··· EXCERPTED PASSAGE

All authority conferred or agreed to be conferred by this Letter shall survive your death or incapacity and your obligations under this Letter shall be binding upon your heirs, personal representatives, executors, administrators, successors, assigns, trustees in bankruptcy and other legal representatives.

6. Description of Junior Notes. List the name and address of the DTC participant holding an interest in the Junior Notes being tendered exactly as shown in the DTC security position listing, or the registered holder of the Junior Notes being tendered exactly as they appear on the Junior Notes in Item 1. If the Junior Notes are not held in book-entry form, please provide the certificate number of the Junior Notes being tendered. In addition, please provide the aggregate principal amount of all Junior Notes represented by the certificates being tendered, or in the case of notes held in book-entry form, the amount credited to your account as a DTC participant. If you are not tendering all of the Junior Notes held by you, please indicate, in $1,000 increments, the principal amount being tendered. A reissued certificate representing the balance of nontendered Junior Notes will be sent to the tendering holder promptly after the Expiration Date. If you do not complete the column labeled “Principal

 

5


Amount Tendered” you will be deemed to have tendered the entire aggregate principal amount represented by the column labeled “Aggregate Principal Amount Represented by Certificates.” If the space provided in Item 1 is inadequate, list the certificate numbers and principal amount of Junior Notes being tendered on a separate signed schedule attached to this Letter. By executing this Letter, upon the terms and subject to the conditions of the Junior Note Exchange Offer, you hereby tender to the Company the Junior Notes described in Item 1. Subject to, and effective upon, the acceptance for exchange of the Junior Notes tendered hereby, you hereby sell, assign and transfer to, or upon the order of, the Company all right, title and interest in and to the Junior Notes that are being tendered hereby.

7. Withdrawal of Tenders. Junior Notes tendered in the Junior Note Exchange Offer may be withdrawn at any time prior to 5:00 p.m., New York City time, on the Expiration Date in accordance with the procedures set forth in the section of the Offering Memorandum entitled “The Exchange Offer and Consent Solicitation—Withdrawal of Tenders.”

8. Delivery of Junior Units. The Junior Units and any substitute certificates representing Junior Notes not being exchanged in the Junior Note Exchange Offer will be issued in the name of the undersigned and sent to the address indicated in Item 1 or, in the case of book-entry delivery of Junior Notes, will be credited to the account maintained at DTC indicated in Item 2. Please contact the Exchange Agent at the address set forth in Instruction 13 if you want to have any substitute certificates representing Junior Notes not being exchanged in the Junior Note Exchange Offer issued in the name of a different person, sent to a different address, credited to a different account maintained at DTC, or if you want to have the Junior Units issued in the name of a different person, sent to a different address or credited to a different account maintained at DTC.

······

● STATED TASK A
Answer these questions using the Junior Note exchange instructions above, one answer per line:
(i) Until what time on the Expiration Date may tendered Junior Notes be withdrawn?
(ii) In what increments should the principal amount being tendered be indicated when not all Junior Notes held are tendered?
(iii) Whom should a holder contact to have the Junior Units issued in the name of a different person?

··· ENTRIES SHOWN

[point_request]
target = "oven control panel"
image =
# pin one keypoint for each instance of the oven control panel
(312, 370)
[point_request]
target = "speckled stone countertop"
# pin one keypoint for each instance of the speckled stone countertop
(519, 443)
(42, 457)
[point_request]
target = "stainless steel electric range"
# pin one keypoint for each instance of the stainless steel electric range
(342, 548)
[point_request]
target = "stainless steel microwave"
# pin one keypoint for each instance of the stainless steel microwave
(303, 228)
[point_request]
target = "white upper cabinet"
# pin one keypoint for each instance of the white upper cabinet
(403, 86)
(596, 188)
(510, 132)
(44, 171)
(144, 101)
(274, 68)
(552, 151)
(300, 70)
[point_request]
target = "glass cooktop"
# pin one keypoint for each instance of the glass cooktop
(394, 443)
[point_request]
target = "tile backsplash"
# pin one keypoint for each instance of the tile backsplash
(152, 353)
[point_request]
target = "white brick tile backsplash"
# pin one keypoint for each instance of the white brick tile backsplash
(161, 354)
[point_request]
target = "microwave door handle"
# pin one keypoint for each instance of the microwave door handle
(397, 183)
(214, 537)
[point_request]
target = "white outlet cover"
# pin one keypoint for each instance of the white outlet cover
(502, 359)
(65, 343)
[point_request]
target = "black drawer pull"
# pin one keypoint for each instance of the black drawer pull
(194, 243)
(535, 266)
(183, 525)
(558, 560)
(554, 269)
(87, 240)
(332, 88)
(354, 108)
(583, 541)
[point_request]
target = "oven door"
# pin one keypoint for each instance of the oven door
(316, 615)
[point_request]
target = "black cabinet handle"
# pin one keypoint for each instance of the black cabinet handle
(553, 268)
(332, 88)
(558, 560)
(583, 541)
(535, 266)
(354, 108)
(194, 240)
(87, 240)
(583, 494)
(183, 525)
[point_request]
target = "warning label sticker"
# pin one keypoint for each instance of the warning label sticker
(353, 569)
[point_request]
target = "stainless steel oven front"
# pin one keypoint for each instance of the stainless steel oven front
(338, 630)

······

● STATED TASK B
Filter the rows above, keeping every line that contains the string "black". Case counts.

● COMPLETE OUTPUT A
(i) 5:00 p.m., New York City time
(ii) $1,000 increments
(iii) The Exchange Agent, at the address set forth in Instruction 13

● COMPLETE OUTPUT B
target = "black drawer pull"
# pin one keypoint for each instance of the black drawer pull
target = "black cabinet handle"
# pin one keypoint for each instance of the black cabinet handle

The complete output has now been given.